● What is required
Bring together copies of the lines in the data below that contain the word "above".

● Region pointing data

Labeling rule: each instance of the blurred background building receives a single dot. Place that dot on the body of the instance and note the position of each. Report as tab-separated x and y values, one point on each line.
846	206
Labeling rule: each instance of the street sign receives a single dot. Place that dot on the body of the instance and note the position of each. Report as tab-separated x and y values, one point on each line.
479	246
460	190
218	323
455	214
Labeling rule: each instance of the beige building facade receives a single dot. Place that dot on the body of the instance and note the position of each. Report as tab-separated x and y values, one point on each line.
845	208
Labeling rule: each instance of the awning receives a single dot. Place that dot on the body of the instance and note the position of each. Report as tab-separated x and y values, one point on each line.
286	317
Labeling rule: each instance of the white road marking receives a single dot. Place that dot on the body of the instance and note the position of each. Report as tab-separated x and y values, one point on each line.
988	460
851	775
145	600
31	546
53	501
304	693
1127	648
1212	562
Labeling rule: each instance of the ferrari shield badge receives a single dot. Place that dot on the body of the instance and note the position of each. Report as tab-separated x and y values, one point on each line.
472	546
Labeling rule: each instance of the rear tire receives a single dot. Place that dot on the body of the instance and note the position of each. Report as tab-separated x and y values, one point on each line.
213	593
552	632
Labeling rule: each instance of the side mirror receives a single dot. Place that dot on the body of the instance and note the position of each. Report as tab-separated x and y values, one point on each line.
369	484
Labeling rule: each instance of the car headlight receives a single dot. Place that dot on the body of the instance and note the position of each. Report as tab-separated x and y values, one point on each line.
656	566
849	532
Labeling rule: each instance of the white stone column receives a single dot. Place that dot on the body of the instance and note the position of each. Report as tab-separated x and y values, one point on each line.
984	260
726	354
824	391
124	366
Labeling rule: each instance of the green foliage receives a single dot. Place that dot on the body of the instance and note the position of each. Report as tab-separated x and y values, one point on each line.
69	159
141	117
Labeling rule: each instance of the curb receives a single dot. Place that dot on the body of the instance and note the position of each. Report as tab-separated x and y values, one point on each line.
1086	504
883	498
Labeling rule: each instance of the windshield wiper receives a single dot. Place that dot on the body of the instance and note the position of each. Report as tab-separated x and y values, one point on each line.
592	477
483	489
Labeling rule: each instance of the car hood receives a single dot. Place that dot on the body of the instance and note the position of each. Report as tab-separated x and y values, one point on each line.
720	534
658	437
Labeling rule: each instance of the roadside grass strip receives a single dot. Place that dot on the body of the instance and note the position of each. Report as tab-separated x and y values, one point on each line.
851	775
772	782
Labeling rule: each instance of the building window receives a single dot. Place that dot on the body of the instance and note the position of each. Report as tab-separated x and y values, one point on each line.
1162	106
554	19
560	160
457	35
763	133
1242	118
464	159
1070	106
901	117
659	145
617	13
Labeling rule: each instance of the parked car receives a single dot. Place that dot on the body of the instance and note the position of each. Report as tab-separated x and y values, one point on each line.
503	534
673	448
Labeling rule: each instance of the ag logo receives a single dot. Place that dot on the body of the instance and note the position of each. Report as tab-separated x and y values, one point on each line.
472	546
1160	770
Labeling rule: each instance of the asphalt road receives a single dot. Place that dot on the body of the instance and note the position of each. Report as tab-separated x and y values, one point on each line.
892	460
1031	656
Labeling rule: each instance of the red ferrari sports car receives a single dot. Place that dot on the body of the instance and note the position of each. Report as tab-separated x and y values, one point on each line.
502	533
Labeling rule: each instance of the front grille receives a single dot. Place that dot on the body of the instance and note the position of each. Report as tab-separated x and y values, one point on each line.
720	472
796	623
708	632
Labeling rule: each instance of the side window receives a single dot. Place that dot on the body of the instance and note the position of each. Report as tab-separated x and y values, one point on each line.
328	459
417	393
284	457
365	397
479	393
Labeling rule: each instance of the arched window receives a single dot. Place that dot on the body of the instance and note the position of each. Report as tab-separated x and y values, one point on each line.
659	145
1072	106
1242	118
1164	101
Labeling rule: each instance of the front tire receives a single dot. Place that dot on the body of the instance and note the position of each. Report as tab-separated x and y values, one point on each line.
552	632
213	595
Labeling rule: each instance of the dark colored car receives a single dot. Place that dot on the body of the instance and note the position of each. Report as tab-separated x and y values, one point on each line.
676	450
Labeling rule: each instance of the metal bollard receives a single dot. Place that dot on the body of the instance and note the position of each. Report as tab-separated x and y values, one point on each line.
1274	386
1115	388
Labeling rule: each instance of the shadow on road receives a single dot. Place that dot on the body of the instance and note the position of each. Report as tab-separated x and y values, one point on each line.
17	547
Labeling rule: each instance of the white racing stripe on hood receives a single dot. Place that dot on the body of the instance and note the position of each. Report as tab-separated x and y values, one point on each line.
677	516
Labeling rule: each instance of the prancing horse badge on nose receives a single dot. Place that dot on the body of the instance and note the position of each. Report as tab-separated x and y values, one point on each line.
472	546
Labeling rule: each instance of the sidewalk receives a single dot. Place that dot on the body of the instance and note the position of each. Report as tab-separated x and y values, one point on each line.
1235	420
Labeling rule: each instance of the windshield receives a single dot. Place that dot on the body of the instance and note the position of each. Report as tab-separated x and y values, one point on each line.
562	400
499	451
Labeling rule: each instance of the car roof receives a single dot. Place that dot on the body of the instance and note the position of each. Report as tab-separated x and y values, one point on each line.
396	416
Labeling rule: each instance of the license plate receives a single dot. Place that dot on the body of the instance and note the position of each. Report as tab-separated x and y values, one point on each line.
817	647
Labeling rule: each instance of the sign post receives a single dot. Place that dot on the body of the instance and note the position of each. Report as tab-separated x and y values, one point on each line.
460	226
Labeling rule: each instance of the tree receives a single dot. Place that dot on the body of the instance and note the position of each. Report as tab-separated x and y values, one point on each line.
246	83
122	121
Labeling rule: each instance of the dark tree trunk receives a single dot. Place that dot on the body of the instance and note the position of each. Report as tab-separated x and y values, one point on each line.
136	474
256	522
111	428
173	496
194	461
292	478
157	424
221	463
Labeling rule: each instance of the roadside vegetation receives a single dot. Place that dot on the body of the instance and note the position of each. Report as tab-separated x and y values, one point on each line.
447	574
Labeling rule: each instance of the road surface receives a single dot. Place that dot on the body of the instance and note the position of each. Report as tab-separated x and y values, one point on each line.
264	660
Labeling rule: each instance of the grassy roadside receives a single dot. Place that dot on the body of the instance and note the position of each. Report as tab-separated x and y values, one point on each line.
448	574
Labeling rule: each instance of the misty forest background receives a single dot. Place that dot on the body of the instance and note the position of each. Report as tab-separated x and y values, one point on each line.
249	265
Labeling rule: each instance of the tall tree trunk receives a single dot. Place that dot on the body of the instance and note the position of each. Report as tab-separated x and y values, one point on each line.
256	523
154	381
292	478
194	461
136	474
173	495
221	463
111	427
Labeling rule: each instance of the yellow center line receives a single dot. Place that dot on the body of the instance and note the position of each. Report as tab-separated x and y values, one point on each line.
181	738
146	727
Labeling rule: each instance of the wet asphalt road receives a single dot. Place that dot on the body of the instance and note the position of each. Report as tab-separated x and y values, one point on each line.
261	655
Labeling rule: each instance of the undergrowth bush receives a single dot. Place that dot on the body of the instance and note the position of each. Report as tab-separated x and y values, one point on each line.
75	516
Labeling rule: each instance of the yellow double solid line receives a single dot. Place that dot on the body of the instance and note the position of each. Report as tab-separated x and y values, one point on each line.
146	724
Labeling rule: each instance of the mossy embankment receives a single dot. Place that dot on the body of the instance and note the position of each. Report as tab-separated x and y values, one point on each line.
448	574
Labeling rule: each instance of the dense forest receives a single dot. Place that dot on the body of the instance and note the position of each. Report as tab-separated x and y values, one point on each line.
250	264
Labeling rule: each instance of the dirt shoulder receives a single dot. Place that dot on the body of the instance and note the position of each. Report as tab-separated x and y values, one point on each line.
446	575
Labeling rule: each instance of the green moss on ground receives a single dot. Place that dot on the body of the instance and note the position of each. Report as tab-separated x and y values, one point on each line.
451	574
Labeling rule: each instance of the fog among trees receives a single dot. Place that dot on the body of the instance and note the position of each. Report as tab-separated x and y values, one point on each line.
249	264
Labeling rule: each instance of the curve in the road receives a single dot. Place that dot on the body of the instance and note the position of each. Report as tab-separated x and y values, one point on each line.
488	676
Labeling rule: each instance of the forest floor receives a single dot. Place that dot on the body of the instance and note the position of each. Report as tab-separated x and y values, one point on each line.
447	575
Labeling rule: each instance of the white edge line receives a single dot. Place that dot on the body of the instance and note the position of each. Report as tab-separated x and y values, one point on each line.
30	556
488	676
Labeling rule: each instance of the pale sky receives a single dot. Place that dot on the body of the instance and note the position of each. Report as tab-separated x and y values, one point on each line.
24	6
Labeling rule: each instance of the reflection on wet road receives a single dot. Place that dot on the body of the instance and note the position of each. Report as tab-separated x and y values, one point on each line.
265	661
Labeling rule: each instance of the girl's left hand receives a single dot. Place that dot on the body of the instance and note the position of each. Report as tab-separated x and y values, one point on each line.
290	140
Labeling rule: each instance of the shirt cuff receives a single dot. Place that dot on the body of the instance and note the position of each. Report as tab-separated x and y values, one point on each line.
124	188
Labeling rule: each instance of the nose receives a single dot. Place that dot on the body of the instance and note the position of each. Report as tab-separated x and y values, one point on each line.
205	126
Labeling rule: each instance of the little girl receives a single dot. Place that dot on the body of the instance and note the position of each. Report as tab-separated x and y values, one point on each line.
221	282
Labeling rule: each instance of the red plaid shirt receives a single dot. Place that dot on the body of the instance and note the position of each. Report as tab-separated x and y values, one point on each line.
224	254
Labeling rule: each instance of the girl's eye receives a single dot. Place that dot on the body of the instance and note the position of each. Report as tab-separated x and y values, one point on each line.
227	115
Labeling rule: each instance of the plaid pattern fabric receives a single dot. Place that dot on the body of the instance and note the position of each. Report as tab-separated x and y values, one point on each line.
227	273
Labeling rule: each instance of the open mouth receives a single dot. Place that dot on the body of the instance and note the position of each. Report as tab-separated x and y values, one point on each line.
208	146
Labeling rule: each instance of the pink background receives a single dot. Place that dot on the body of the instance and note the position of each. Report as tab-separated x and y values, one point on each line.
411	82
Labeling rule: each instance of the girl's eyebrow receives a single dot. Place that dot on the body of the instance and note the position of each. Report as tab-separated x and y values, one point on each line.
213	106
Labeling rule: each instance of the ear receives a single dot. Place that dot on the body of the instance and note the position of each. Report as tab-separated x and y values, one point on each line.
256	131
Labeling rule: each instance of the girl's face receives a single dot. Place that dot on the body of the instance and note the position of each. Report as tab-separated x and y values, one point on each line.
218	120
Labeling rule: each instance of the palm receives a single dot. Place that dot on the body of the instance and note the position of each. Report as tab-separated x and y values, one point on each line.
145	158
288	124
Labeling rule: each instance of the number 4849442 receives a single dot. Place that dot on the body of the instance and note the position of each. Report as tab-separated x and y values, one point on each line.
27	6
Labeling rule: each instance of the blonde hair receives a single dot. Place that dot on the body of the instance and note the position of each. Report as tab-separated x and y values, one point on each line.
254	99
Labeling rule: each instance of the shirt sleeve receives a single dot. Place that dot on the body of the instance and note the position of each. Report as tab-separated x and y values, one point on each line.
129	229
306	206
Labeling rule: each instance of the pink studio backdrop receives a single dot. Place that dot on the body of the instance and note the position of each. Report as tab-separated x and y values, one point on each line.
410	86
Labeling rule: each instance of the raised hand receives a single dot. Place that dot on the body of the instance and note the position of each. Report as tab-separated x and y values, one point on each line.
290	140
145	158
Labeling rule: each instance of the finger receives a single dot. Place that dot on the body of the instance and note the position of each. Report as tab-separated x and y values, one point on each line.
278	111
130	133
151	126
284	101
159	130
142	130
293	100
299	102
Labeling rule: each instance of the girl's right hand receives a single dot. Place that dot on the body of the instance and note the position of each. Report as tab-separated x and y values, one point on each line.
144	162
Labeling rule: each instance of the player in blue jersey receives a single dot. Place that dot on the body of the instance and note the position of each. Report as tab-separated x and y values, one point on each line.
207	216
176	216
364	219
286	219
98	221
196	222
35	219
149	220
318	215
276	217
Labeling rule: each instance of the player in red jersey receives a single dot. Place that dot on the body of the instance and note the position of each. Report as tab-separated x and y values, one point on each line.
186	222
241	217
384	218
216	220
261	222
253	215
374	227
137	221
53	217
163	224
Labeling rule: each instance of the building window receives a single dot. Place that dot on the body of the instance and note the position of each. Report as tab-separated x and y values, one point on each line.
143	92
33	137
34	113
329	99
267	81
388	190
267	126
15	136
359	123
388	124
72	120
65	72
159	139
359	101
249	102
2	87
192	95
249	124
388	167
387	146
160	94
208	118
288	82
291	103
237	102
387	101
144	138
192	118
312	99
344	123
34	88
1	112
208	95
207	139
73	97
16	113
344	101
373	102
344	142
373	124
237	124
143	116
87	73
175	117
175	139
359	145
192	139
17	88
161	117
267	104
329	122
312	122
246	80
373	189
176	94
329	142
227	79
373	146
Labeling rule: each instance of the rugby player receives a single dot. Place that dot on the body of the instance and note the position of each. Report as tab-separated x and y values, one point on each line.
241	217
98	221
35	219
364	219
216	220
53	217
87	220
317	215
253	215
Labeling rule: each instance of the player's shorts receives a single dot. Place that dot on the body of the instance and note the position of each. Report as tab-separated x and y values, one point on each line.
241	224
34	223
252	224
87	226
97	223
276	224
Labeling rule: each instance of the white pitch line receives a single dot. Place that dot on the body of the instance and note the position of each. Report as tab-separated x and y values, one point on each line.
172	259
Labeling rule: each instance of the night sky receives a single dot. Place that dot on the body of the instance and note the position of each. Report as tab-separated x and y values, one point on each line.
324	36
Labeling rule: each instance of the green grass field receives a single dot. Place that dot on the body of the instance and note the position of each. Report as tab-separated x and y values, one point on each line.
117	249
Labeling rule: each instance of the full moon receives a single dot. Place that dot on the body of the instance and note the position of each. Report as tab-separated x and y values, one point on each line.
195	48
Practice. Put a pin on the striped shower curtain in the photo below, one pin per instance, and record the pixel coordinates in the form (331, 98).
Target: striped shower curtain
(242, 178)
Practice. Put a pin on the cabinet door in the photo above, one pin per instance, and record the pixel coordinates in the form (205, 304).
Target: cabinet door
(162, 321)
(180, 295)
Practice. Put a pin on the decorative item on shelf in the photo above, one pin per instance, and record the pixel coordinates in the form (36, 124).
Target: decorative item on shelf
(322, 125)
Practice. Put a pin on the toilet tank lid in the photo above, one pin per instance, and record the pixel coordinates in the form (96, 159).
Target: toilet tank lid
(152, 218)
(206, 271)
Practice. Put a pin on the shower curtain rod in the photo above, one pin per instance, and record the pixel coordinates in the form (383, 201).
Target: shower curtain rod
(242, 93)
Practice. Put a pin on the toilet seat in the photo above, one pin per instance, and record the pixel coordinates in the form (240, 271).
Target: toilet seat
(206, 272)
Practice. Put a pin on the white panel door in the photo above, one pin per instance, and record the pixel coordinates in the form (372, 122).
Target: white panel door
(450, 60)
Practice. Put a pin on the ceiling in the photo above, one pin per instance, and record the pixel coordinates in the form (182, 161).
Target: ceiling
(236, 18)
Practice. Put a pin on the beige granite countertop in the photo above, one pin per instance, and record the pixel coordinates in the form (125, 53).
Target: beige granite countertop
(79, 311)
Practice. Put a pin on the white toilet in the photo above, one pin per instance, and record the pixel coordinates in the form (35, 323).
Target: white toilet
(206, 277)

● Written response
Practice. Put a pin on the cabinet door in the photo above, one pin per instance, and record the pixel coordinates in the form (205, 304).
Practice. Put a pin on the decorative item on shelf in the photo above, one pin per instance, and record the pixel coordinates in the form (36, 124).
Practice. Put a pin on the toilet tank lid in the photo above, one pin per instance, and record the pixel coordinates in the form (96, 159).
Practice. Put a pin on the shower curtain rod in the photo above, one pin per instance, and record the pixel coordinates in the form (383, 201).
Practice. Put a pin on the toilet seat in the photo above, one pin per instance, and record the pixel coordinates in the form (240, 271).
Practice. Put a pin on the white panel door in the photo above, one pin per instance, and record the pixel coordinates in the form (372, 122).
Practice. Put a pin on the ceiling in the photo above, one pin per instance, and record the pixel coordinates in the form (182, 161).
Practice. Put a pin on the beige granite countertop in the photo above, one pin per instance, and record the pixel coordinates in the form (125, 53).
Practice. Put a pin on the white toilet in the photo above, one pin per instance, and record the pixel coordinates in the form (35, 323).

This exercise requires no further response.